(Pointing entries for labeled objects)
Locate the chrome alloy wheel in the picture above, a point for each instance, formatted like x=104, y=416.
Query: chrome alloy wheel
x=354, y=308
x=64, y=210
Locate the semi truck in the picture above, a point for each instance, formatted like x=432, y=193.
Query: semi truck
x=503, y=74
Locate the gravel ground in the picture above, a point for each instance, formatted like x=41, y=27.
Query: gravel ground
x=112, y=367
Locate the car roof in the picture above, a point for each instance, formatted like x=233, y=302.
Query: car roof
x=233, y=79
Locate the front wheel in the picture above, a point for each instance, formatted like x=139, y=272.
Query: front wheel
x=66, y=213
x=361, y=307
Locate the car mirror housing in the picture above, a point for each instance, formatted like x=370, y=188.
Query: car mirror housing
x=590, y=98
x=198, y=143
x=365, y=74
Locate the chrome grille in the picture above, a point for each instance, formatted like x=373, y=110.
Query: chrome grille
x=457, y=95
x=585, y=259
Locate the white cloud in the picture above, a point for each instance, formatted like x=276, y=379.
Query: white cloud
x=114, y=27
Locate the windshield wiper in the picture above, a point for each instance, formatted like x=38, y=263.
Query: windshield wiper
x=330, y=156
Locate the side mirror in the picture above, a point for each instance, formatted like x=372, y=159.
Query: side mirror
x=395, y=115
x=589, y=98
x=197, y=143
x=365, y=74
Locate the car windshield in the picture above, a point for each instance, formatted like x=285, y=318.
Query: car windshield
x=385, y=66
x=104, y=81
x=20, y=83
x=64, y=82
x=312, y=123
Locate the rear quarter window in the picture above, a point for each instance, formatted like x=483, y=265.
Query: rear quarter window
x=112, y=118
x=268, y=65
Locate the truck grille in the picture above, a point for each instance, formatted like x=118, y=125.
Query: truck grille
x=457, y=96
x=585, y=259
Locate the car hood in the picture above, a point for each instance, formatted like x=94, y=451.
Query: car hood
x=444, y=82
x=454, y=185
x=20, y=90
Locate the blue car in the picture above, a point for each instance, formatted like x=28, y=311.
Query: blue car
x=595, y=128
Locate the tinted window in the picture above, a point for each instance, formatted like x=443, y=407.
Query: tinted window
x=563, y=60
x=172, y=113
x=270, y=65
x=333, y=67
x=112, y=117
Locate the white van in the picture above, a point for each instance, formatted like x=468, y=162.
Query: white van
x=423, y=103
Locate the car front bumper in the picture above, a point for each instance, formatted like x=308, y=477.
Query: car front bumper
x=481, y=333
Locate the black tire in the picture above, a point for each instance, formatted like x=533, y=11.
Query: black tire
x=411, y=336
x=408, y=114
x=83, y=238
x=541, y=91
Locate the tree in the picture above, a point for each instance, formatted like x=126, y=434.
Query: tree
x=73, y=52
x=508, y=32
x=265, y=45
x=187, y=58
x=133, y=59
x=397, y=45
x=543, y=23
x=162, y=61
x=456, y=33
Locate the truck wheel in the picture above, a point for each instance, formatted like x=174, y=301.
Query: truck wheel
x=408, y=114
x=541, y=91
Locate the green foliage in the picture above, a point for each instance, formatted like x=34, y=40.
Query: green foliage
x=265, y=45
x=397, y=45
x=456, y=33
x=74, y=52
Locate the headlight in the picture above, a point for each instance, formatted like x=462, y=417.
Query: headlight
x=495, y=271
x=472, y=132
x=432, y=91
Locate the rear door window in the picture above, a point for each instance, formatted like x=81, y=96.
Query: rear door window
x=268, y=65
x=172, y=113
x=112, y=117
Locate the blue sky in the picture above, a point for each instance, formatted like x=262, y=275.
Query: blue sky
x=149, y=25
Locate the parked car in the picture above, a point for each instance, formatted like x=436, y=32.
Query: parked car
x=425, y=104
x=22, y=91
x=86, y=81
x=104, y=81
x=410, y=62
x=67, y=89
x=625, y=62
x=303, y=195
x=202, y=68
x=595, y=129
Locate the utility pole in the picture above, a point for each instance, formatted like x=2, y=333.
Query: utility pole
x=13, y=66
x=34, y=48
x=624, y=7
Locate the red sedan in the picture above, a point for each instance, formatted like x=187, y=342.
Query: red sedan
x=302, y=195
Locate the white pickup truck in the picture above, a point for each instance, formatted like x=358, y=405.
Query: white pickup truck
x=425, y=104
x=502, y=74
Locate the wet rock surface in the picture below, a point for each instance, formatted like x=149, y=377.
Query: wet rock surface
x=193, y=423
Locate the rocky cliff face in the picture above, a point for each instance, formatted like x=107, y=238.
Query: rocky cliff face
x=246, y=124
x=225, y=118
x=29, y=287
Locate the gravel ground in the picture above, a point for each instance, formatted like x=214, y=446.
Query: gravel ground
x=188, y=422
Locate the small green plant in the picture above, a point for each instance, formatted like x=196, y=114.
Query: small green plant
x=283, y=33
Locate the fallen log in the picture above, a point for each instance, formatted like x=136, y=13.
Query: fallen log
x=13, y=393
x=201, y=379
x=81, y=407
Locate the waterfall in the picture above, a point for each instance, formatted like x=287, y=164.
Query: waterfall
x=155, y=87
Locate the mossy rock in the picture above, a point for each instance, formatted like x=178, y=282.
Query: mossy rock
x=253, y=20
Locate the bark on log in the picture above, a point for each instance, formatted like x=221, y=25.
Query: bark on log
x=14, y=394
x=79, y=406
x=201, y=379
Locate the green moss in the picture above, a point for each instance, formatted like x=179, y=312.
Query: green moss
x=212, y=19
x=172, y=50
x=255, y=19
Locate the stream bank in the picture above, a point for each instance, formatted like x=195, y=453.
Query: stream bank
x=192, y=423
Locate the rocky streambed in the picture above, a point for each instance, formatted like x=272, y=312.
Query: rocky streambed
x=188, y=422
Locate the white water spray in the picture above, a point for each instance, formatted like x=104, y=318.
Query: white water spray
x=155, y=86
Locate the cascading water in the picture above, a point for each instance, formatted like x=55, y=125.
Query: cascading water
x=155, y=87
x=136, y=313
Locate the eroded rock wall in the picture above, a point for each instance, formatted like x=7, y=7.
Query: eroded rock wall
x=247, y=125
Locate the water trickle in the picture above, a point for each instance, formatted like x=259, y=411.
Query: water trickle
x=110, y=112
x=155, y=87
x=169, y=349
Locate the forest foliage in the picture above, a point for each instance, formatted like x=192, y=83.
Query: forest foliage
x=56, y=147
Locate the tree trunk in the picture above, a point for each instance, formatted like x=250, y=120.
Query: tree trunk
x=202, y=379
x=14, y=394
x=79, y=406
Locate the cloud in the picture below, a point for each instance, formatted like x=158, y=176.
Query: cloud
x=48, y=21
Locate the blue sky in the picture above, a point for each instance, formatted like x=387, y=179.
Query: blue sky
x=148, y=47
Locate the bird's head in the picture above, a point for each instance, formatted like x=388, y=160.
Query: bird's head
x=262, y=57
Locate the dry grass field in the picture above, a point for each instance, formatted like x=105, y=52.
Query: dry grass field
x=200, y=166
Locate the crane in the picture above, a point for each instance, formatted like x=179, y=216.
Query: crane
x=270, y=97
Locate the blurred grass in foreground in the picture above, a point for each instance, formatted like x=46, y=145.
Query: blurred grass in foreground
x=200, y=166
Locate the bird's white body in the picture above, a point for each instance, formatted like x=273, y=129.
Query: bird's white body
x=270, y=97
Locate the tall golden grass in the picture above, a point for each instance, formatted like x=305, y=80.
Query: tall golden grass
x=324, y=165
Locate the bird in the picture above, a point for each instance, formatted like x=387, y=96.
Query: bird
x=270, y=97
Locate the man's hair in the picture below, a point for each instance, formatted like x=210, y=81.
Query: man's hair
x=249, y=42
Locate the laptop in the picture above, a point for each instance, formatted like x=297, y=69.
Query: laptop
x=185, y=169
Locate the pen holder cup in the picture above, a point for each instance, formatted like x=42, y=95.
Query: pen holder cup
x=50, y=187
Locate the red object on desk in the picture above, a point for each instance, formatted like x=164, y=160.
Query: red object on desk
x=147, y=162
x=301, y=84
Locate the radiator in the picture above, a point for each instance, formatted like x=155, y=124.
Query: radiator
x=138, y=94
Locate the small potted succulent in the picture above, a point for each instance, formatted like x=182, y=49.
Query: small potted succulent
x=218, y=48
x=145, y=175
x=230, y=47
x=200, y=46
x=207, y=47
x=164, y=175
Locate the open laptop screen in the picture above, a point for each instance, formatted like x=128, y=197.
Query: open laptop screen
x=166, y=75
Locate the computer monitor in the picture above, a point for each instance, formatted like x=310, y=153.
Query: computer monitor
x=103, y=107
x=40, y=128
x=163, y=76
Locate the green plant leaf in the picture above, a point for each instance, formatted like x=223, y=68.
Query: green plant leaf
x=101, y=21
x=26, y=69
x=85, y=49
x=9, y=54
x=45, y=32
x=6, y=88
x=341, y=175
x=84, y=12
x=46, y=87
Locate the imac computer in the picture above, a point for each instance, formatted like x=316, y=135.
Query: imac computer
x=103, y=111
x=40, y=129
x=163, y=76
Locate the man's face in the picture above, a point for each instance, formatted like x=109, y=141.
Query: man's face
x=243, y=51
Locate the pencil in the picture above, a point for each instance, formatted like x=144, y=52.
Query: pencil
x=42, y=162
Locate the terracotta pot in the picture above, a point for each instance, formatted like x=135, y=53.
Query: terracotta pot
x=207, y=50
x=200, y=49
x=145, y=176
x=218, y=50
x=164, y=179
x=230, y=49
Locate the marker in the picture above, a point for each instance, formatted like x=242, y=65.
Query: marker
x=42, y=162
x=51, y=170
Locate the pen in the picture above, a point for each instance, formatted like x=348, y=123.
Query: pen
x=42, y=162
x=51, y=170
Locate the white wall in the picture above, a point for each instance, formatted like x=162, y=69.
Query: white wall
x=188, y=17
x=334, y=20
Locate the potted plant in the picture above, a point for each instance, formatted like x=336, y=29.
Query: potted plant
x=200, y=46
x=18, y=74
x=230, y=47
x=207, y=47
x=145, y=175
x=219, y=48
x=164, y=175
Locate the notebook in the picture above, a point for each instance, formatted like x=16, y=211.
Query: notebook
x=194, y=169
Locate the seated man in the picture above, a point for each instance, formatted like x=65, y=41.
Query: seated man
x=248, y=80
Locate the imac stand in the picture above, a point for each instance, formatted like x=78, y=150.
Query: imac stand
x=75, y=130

**SET EXERCISE**
Can you give the data above as a numbered list, from the line with "Locate the bird's white" up to and including the line with "x=138, y=94", with blank lines left out?

**THE COMPLETED TASK**
1. Locate the bird's white body in the picture above, a point for each instance, formatted like x=273, y=129.
2. Query: bird's white body
3. x=270, y=97
4. Locate the tall golden grass in the picture above, a point for each instance, formatted like x=305, y=80.
5. Query: tall golden grass
6. x=324, y=165
7. Locate the bird in the picture above, a point for each instance, formatted like x=387, y=96.
8. Query: bird
9. x=270, y=97
10. Locate the man's hair in the picture below, a point for each instance, formatted like x=210, y=81.
11. Query: man's hair
12. x=249, y=42
13. Locate the laptop in the picture above, a point for each instance, formatted like x=297, y=69.
14. Query: laptop
15. x=185, y=169
16. Locate the pen holder cup in the picture above, a point for each instance, formatted like x=42, y=95.
17. Query: pen holder cup
18. x=50, y=187
19. Locate the red object on desk in the picture above, a point for each instance, formatted like x=164, y=160.
20. Query: red object on desk
21. x=147, y=162
22. x=301, y=84
23. Locate the radiator in the picture above, a point for each instance, formatted like x=155, y=124.
24. Query: radiator
25. x=138, y=94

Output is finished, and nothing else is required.